La fortezza di Pietro e Paolo, situata nel centro della città su un isolotto della Neva e ben munita di cannoni, un grosso motivo di preoccupazione per il comitato militare rivoluzionario. Le sue artiglierie minacciavano il Palazzo d’Inverno. Il suo arsenale conteneva 10000 fucili. La sua guarnigione sembrava fedele al governo provvisorio. Trockij propose di prendere la cittadella dall’interno attraverso un comizio. Ci riuscì (insieme a Lasevic).
Il 22 ottobre fu la grande giornata del soviet di Pietrogrado; fu il grandioso plebiscito della rivoluzione. Come spesso capita quando si compiono avvenimenti di immensa grandezza, la causa immediata pare di secondaria importanza: perché spesso non c’è nella catena delle cause che l’ultima debole maglia. Il comitato esecutivo centrale dei soviet, ancora dominato dai socialisti della pace sociale, aveva in sue mani la cassa del soviet di Pietrogrado. Quest’ultimo aveva bisogno di un giornale.

* [Dati forniti]:
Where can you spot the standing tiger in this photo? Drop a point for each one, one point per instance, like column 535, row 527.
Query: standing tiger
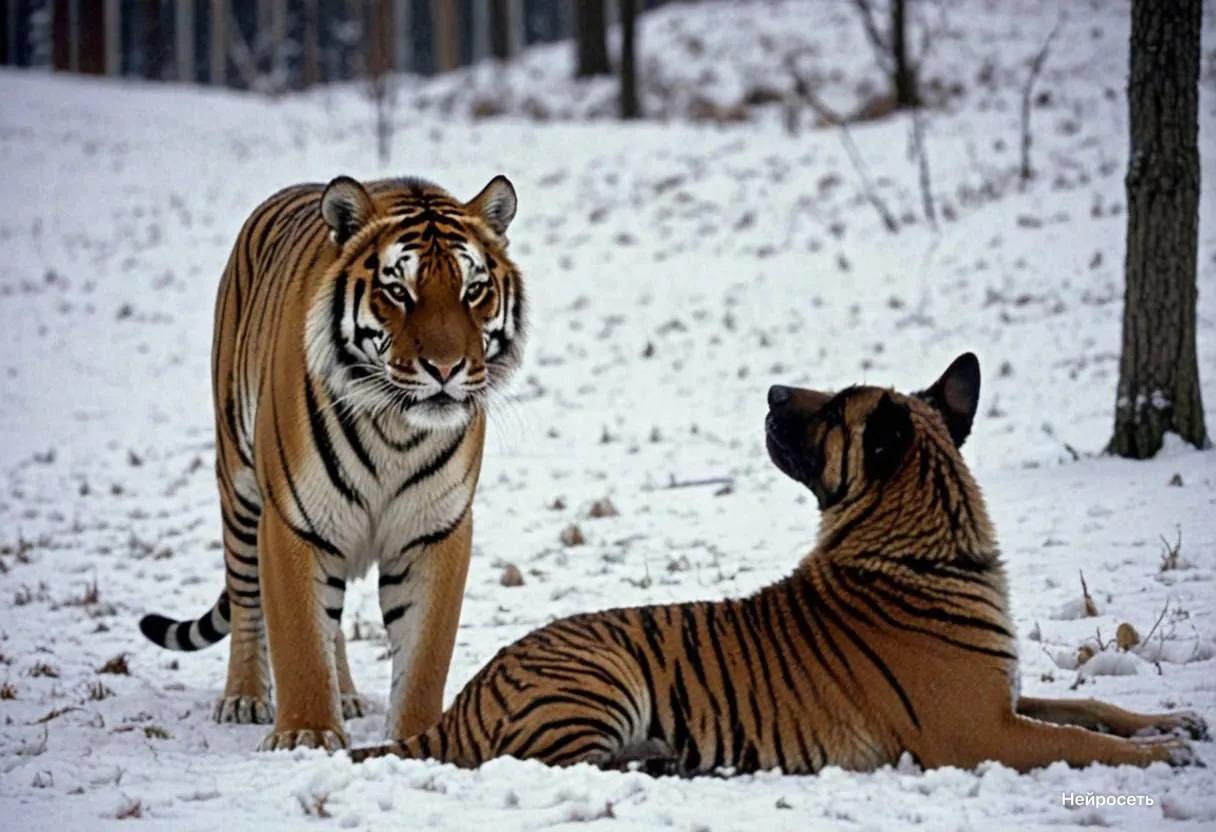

* [Consegne]:
[1] Rispondi alle seguenti domande sul testo sulla rivoluzione a Pietrogrado.
(a) Quanti fucili conteneva l'arsenale della fortezza di Pietro e Paolo?
(b) In che modo Trockij propose di prendere la cittadella?
(c) Chi aveva in mano la cassa del soviet di Pietrogrado?
[2] Prosegui il testo sulla rivoluzione a Pietrogrado a partire dall'ultima frase riportata.
L'elenco non ha alcun ruolo in questo lavoro.

* [Risposte]:
[1]
(a) 10000 fucili.
(b) Dall'interno, attraverso un comizio.
(c) Il comitato esecutivo centrale dei soviet.

[2]
Si decise di organizzare una serie di grandi comizi al fine di raccogliere i fondi necessari alla creazione di un organo di stampa. La stampa borghese, terrorizzata da questa mobilitazione delle masse, gridò alla sommossa. Kerenskij tenne un linguaggio che parve energico, ma che non era che quello di un fanfarone. “Tutta la Russia è con noi! Non abbiamo nulla da temere”. Egli minacciava “di liquidare in modo decisivo e completo gli elementi, i gruppi, i partiti che osano attentare alla libertà del popolo russo, e rischiano, nello stesso momento, di aprire il fronte ai tedeschi”. Un Galiffet! Un Cavaignac! Vane minacce. Era troppo tardi. La giornata del 22 vide una formidabile mobilitazione delle masse. Tutte le sale straboccarono. Alla Casa del Popolo (Narodnyj Dom) migliaia di persone riempirono i corridoi, le gallerie, le sale; nella grande hall grappoli umani erano appollaiati, frementi, sull’armatura metallica dell’edificio… John Reed era tra essi; le sue note su questa assemblea, nella quale la voce di Trockij scatenò l’entusiasmo della folla, meritano di essere citate:
“Intorno a me la gente sembrava in estasi. Mi sembrava che la folla fosse sul punto di intonare, improvvisamente, senza intesa né segnale, un inno religioso. Trockij lesse una risoluzione il cui senso generale era che si doveva versate fino l’ultima goccia di sangue per la causa degli operai e dei contadini… ‘Chi è favorevole?’ La folla innumerevole alzò le mani come un sol uomo. Vedevo queste mani alzate e gli occhi ardenti degli uomini, delle donne, degli adolescenti, degli operai, dei soldati, dei mugiki…Trockij continuava a parlare. Le mani, innumerevoli, rimanevano alzate.
Trockij scandiva le parole: “Che questo voto sia il vostro giuramento! Voi giurate di consacrare tutte le vostre forze, di non indietreggiare davanti a qualunque sacrificio per sostenere il soviet che si accinge a portare a termine la vittoria della rivoluzione e a darvi la vostra parte”. Le mani, innumerevoli, rimanevano alzate. La folla approvava. La folla prestava giuramento.. E la stessa cosa avveniva in tutta Pietrogrado. Ovunque si facevano gli ultimi preparativi; si pronunciavano ovunque gli ultimi giuramenti. Migliaia, decine di migliaia, centinaia di migliaia di uomini. Era già l’insurrezione”.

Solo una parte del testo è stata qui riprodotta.